### Consignes des exercices
**1)** Répondez aux questions suivantes à partir du texte source :
(a) À quelle date la requête de la préfète du Pas-de-Calais a-t-elle été enregistrée ?
(b) Qui n'a pas produit de mémoire en défense ?
(c) Qui a dispensé le rapporteur public de prononcer des conclusions à l'audience ?
**2)** Reproduisez à l'identique le passage du texte source qui débute aux mots « Elle soutient que » et se termine après les mots « retour en Afghanistan. ».

Procédure devant la cour :
Par une requête enregistrée le 11 avril 2016, la préfète du Pas-de-Calais demande à la cour d'annuler le jugement rendu le 24 décembre 2015 par le magistrat désigné par le président du tribunal administratif de Lille en ce qu'il annule la décision fixant le pays de destination de l'obligation de quitter le territoire français à l'encontre de M. B...en tant que cette décision autorise son renvoi à destination de l'Afghanistan.
Elle soutient que M. B...n'établit pas être de nationalité afghane et la circonstance selon laquelle il serait originaire d'Afghanistan ne peut suffire à elle seule à démontrer qu'il serait exposé à des peines et des traitements inhumains contraires à l'article 3 de la convention européenne de sauvegarde des droits de l'homme et des libertés fondamentales ; qu'il ne justifie pas subir de menaces graves et individuelles contre sa vie en cas de retour en Afghanistan.
La requête a été communiquée à M.B..., qui n'a pas produit de mémoire en défense.
Vu les autres pièces du dossier.
Vu :
- la convention européenne de sauvegarde des droits de l'homme et des libertés fondamentales ;
- le code de l'entrée et du séjour des étrangers et du droit d'asile ;
- la loi n° 79-587 du 11 juillet 1979 ;
- le code de justice administrative.
Le président de la formation de jugement a dispensé le rapporteur public, sur sa proposition, de prononcer des conclusions à l'audience.
Les parties ont été régulièrement averties du jour de l'audience.

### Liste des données
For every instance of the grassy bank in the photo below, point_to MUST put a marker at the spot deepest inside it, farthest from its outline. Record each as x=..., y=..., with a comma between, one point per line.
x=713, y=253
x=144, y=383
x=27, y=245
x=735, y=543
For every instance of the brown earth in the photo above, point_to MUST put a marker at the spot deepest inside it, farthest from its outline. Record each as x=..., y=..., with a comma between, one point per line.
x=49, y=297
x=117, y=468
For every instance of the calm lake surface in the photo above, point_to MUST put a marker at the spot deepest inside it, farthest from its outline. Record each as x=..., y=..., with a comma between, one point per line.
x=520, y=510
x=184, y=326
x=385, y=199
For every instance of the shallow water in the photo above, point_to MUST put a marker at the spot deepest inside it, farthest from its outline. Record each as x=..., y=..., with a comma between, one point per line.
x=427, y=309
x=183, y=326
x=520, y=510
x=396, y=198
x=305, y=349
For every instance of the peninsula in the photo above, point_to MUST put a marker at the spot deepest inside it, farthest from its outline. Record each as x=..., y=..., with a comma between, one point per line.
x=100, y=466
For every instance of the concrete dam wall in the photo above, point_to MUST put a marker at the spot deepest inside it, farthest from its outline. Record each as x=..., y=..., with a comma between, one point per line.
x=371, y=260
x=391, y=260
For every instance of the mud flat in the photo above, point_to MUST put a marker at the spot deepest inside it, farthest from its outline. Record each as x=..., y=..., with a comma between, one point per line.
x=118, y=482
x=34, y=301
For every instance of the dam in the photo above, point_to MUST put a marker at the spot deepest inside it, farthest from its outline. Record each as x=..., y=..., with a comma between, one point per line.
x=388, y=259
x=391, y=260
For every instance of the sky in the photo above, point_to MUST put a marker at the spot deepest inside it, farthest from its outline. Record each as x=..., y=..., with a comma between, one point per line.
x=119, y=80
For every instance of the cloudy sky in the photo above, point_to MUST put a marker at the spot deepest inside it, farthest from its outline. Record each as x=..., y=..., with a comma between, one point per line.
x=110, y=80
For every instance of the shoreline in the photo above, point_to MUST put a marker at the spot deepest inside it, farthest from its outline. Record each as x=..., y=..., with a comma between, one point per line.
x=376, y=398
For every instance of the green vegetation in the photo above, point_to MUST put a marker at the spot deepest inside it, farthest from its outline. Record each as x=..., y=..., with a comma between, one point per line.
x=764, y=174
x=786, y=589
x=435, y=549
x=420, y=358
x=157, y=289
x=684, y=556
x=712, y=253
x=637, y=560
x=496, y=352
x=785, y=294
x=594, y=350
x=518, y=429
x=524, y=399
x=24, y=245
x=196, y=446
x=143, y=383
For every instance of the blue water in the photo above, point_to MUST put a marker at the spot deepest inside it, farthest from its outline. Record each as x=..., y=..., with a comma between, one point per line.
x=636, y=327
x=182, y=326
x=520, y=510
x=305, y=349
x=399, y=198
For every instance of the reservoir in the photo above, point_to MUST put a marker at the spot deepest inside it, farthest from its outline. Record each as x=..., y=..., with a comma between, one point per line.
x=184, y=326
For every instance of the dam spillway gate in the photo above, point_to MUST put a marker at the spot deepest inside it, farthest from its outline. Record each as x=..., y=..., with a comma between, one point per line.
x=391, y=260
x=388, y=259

---

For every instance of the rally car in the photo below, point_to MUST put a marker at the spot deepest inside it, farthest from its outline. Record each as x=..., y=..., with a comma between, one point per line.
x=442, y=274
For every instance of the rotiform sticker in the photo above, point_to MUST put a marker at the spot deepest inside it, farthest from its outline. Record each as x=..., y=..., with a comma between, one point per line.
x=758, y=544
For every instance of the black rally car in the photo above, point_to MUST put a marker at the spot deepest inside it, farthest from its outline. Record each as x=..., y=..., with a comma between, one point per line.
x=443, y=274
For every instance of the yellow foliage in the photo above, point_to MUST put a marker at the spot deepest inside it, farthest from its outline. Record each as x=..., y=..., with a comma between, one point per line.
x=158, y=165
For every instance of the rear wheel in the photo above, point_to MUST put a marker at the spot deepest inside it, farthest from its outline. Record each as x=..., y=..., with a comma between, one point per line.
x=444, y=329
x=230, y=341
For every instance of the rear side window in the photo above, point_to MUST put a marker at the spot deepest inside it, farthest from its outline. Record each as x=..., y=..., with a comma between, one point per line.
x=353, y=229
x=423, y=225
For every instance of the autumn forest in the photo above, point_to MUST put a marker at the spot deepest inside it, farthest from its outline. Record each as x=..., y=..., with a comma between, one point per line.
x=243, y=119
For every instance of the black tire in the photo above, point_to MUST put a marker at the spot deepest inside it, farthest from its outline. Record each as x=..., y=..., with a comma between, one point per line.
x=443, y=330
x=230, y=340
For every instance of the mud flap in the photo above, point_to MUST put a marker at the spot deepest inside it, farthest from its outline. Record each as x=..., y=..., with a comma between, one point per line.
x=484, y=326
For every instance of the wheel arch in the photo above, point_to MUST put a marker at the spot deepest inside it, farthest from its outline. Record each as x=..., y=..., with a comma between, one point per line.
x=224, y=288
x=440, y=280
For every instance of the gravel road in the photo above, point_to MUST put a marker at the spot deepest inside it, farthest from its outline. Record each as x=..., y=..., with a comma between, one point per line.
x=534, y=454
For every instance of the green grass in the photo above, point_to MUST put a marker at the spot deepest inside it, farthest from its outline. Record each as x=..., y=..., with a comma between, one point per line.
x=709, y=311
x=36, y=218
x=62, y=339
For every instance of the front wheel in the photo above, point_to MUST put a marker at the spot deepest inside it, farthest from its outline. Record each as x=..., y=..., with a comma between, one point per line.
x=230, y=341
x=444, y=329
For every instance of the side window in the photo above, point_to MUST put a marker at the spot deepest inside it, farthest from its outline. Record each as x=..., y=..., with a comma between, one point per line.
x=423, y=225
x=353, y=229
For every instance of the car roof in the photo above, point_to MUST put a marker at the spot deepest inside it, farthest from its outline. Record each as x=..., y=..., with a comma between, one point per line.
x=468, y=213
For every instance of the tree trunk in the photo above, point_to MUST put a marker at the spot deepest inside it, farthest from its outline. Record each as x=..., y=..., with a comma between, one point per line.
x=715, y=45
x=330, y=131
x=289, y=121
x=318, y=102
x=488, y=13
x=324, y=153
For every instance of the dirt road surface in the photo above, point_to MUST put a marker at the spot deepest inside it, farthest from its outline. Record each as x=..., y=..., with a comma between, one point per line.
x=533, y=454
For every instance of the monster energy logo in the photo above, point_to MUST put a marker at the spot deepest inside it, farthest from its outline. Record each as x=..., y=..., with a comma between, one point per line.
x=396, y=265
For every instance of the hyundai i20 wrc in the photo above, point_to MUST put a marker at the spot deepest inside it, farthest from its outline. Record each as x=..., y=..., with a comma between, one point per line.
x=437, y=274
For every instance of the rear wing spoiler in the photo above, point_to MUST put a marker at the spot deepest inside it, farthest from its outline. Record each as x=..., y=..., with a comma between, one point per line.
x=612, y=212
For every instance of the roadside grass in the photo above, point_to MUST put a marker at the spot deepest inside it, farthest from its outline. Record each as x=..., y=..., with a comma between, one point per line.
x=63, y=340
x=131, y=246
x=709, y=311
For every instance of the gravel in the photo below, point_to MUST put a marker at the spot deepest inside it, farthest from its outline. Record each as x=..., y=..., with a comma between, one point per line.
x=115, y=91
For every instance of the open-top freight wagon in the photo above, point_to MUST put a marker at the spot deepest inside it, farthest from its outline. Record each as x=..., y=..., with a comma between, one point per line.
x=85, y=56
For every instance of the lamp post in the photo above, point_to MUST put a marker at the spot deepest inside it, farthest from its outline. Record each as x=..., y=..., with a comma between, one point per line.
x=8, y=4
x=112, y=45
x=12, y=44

### Corrigés détaillés
**1)**
(a) Le 11 avril 2016.
(b) M. B...
(c) Le président de la formation de jugement.

**2)**
Elle soutient que M. B...n'établit pas être de nationalité afghane et la circonstance selon laquelle il serait originaire d'Afghanistan ne peut suffire à elle seule à démontrer qu'il serait exposé à des peines et des traitements inhumains contraires à l'article 3 de la convention européenne de sauvegarde des droits de l'homme et des libertés fondamentales ; qu'il ne justifie pas subir de menaces graves et individuelles contre sa vie en cas de retour en Afghanistan.